*AVAILABLE RECORDS:*
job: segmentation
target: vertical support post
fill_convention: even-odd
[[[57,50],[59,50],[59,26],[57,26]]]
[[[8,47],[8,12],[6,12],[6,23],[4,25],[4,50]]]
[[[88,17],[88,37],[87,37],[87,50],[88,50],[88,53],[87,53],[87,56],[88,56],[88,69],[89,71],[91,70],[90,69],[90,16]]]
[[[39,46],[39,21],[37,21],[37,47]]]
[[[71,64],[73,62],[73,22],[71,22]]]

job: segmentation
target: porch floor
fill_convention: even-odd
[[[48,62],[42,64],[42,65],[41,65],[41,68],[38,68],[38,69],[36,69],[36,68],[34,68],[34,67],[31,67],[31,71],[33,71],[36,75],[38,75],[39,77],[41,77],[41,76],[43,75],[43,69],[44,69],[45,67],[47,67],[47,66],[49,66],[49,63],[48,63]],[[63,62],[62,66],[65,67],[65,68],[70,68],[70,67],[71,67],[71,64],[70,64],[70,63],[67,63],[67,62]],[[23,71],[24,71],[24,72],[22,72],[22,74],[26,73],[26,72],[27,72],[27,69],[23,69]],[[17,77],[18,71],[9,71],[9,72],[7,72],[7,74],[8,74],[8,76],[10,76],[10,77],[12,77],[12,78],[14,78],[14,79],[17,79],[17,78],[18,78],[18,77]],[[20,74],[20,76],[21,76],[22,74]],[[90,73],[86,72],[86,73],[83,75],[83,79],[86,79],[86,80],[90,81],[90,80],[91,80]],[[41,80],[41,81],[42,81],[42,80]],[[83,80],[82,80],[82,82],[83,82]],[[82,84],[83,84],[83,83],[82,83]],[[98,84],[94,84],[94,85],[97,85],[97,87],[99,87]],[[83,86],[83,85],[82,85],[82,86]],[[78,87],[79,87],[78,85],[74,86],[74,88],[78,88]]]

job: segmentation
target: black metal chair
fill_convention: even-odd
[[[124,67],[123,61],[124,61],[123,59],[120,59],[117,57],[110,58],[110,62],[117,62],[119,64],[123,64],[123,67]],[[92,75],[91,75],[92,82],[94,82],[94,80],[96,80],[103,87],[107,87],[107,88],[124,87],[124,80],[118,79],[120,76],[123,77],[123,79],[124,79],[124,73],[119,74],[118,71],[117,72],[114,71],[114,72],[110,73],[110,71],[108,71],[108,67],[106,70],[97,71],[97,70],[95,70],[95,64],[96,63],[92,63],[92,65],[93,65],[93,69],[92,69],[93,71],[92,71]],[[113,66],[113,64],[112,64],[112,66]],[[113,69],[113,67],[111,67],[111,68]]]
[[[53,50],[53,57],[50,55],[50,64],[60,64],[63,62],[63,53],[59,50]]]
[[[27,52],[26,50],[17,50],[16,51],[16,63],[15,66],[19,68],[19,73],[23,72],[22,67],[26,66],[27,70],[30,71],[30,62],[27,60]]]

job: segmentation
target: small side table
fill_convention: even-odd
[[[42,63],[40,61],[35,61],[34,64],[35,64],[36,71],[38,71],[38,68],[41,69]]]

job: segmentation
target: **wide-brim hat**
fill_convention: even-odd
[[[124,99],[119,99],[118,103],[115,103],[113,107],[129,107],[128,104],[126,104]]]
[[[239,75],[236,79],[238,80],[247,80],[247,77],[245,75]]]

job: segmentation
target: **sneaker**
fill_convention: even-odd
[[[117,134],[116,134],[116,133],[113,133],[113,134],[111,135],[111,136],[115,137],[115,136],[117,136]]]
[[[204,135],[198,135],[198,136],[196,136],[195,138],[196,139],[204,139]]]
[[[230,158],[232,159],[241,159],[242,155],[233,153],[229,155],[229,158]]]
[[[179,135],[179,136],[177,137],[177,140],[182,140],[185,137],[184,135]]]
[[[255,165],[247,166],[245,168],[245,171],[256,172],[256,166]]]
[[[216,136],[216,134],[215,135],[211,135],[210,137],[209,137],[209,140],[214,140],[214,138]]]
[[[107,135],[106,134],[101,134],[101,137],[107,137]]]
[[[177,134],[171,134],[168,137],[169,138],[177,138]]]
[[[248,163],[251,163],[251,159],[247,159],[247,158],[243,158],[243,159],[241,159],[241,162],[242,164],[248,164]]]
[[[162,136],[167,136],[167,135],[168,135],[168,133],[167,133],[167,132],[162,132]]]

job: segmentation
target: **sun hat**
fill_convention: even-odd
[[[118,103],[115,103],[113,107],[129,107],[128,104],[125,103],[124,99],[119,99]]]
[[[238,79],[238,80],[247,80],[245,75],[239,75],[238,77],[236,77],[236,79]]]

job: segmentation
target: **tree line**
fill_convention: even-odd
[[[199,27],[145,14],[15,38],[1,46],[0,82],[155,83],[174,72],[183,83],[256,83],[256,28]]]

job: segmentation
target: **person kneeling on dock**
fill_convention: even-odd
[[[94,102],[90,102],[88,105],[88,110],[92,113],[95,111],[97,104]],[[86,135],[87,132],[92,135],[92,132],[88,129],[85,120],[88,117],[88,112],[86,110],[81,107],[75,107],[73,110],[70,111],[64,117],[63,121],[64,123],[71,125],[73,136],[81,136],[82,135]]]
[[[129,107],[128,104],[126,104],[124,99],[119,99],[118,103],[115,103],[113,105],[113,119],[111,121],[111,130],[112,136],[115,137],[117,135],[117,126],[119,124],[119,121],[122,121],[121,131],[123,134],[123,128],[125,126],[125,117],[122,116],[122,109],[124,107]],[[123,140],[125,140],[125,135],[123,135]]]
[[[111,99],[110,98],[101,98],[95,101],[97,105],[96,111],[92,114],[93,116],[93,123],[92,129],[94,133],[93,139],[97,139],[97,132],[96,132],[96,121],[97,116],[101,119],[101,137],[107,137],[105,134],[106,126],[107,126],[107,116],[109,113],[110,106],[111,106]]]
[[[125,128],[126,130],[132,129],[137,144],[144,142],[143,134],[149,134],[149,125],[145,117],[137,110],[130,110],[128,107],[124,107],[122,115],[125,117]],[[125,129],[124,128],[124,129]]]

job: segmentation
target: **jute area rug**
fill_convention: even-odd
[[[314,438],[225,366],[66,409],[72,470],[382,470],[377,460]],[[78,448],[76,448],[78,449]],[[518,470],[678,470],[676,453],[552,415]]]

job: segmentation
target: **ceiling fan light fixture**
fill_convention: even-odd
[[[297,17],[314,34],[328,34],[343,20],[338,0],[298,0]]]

*INSTRUCTIONS FOR THE TASK:*
Rewrite everything from the first line down through the line containing "[[[71,64],[73,62],[73,22],[71,22]]]", including that line, and shift every polygon vertex coordinate by adding 48 to each number. Keep all other lines unchanged.

*EXERCISE ANSWER:*
job: segmentation
target: vertical support post
fill_convention: even-odd
[[[105,98],[107,98],[107,74],[105,74]]]
[[[56,95],[56,60],[54,60],[54,71],[52,73],[52,98]]]
[[[136,65],[136,85],[135,85],[135,98],[136,98],[136,101],[135,101],[135,104],[136,104],[136,117],[137,119],[139,118],[138,117],[138,64]]]
[[[87,94],[87,69],[85,69],[85,95]]]
[[[119,112],[121,110],[121,70],[119,70]]]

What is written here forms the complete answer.